** Problem details **
Please extract every line of text from the material below, copying each one word for word, and leave the pictures out.

** Data extract **

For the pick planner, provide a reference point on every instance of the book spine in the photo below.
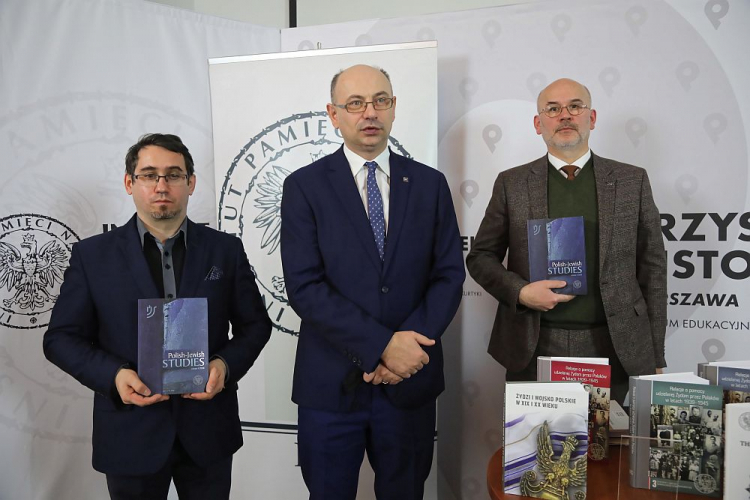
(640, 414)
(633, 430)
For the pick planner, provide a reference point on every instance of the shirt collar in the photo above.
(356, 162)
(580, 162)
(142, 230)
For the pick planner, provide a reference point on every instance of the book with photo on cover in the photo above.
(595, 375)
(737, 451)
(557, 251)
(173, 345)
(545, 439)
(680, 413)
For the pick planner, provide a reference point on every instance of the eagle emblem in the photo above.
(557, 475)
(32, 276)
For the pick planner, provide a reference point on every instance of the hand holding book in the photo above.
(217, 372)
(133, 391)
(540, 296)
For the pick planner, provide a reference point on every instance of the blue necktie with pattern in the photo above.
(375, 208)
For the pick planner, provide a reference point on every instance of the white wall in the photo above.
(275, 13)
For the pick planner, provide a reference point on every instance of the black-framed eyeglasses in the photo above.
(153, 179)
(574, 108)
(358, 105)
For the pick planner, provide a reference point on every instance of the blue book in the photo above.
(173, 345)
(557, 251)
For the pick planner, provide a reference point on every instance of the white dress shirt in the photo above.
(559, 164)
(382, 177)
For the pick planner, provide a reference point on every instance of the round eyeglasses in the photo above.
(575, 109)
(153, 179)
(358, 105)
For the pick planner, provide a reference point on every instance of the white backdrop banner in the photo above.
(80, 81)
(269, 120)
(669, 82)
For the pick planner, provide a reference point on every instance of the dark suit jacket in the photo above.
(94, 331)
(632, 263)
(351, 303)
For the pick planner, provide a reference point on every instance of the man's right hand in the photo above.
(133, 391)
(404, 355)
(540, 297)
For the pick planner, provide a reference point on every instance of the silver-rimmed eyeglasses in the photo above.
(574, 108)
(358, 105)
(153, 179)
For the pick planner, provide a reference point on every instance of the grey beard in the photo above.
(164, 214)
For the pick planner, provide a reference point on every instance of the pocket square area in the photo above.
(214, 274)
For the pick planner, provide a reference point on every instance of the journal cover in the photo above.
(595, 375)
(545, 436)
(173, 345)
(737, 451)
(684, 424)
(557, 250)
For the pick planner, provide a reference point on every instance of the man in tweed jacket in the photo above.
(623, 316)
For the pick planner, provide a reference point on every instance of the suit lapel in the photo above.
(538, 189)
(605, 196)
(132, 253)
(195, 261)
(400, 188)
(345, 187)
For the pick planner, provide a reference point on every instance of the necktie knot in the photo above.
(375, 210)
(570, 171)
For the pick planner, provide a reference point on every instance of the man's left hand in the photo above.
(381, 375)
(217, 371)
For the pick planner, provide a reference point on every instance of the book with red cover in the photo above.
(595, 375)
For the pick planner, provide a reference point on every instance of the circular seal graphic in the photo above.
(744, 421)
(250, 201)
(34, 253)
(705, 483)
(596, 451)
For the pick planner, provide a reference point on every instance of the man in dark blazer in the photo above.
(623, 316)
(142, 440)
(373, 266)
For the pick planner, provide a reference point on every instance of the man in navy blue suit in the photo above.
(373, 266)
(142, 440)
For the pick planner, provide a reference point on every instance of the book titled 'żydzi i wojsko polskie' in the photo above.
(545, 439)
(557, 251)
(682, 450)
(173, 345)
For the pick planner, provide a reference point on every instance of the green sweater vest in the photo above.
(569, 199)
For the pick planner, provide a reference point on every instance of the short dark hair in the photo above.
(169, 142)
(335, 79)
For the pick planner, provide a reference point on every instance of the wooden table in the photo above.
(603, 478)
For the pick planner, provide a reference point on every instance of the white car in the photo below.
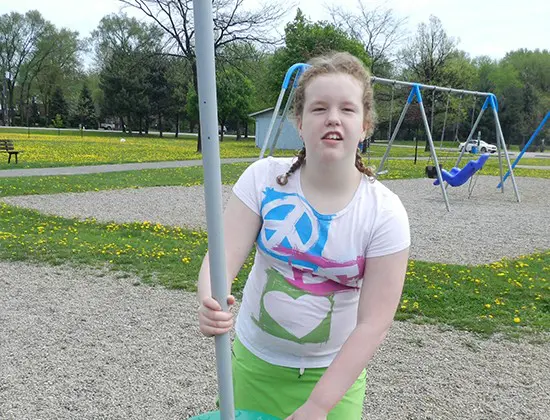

** Exercise output **
For the pick planner, provide a reference point on every instance of the book spine in the photo below.
(640, 414)
(633, 430)
For the pick planner, provide a reference point on every instance of the shirt collar in the photo above.
(356, 162)
(580, 162)
(142, 230)
For the pick planner, provide a reference point on every instance of the book with photo on cover in the photo above.
(595, 375)
(737, 451)
(557, 251)
(173, 345)
(545, 439)
(680, 413)
For the pick planner, provide a reference point on every instance of the eagle emblem in the photo above.
(557, 475)
(32, 276)
For the pick planner, provide a reference point on every instance of the hand holding book in the photo above.
(217, 372)
(133, 391)
(540, 296)
For the pick planner, provide a reference point on every instance of the blue necktie with pattern in the photo above.
(375, 208)
For the pick planner, provide a reference point on every instance of the white wall in the photo above.
(275, 13)
For the pick planner, provide a reference point on every instance of the black-framed eyeglasses in the photo above.
(153, 179)
(574, 108)
(358, 105)
For the pick planner, provide a reference point on every instance of the blue book in the photo above.
(173, 345)
(557, 251)
For the pick planner, provide a reference point on every instance of the white dress shirt in the photo above.
(559, 164)
(382, 177)
For the pick planner, provide a reference point on every instance of the round eyeglasses in the photo above.
(575, 109)
(153, 179)
(358, 105)
For the pick planner, provide a reference point on every instance of the white backdrop banner in the photo above.
(80, 81)
(269, 120)
(669, 82)
For the pick planner, provide a reference point on every instance of the dark suit jacket in the photo above.
(94, 331)
(632, 263)
(351, 303)
For the pick planner, provide a reference point on every instance of the man's right hand in the photo above.
(133, 391)
(404, 355)
(540, 297)
For the pick planner, provide a reference point on every instance of the silver-rimmed eyeglasses in the photo above.
(574, 108)
(358, 105)
(153, 179)
For the pick planner, provide a reference point on every instance of the grey beard in the photo above.
(164, 214)
For the pick planner, provide a reference point on every instance of the pocket square area in the photo above.
(214, 274)
For the pick planner, provide a reference point on every instance of the journal cover in the photo above.
(595, 375)
(545, 436)
(173, 345)
(737, 451)
(684, 424)
(557, 250)
For the pick planner, provide a reference point on every instance of the man in tweed jacket in the photo above.
(623, 316)
For the pick planner, provide a reference point on every instance of the suit lapel in the photo above.
(538, 189)
(605, 196)
(132, 253)
(195, 261)
(400, 188)
(345, 187)
For the pick planner, provide a reference point on every instance of the necktie knot in the photo above.
(375, 210)
(570, 171)
For the pick planner, provide a reference point on every instance of the man's left hand in the photo above.
(381, 375)
(217, 371)
For the pick planner, provide a reference point on every instance of the book with red cover in the photo above.
(595, 375)
For the pick planner, provide a reference point on every instance of the circular seal graphic in the photo above.
(744, 421)
(250, 201)
(34, 253)
(705, 483)
(596, 451)
For the pick planner, provide a reference point on every instance of the man in dark blazer in the photo above.
(623, 316)
(142, 440)
(373, 266)
For the pick planner, provide a reference point on every instance of the man in navy blue suit in the photo above.
(373, 266)
(142, 440)
For the pick planner, provide a reference point on every instance of the book titled 'żydzi i wojsko polskie' in the photo above.
(545, 439)
(557, 251)
(682, 450)
(173, 345)
For the pick planner, provide a reference point on every instance of the green sweater vest in the photo above.
(569, 199)
For the pick planner, provide a reference point on every instance of the short dark hair in the photo above.
(169, 142)
(335, 79)
For the pick planner, provide a reference point on every instance of the wooden table in the photo above.
(603, 478)
For the pick planner, provide a reference point on every instance of the white car in the photo below.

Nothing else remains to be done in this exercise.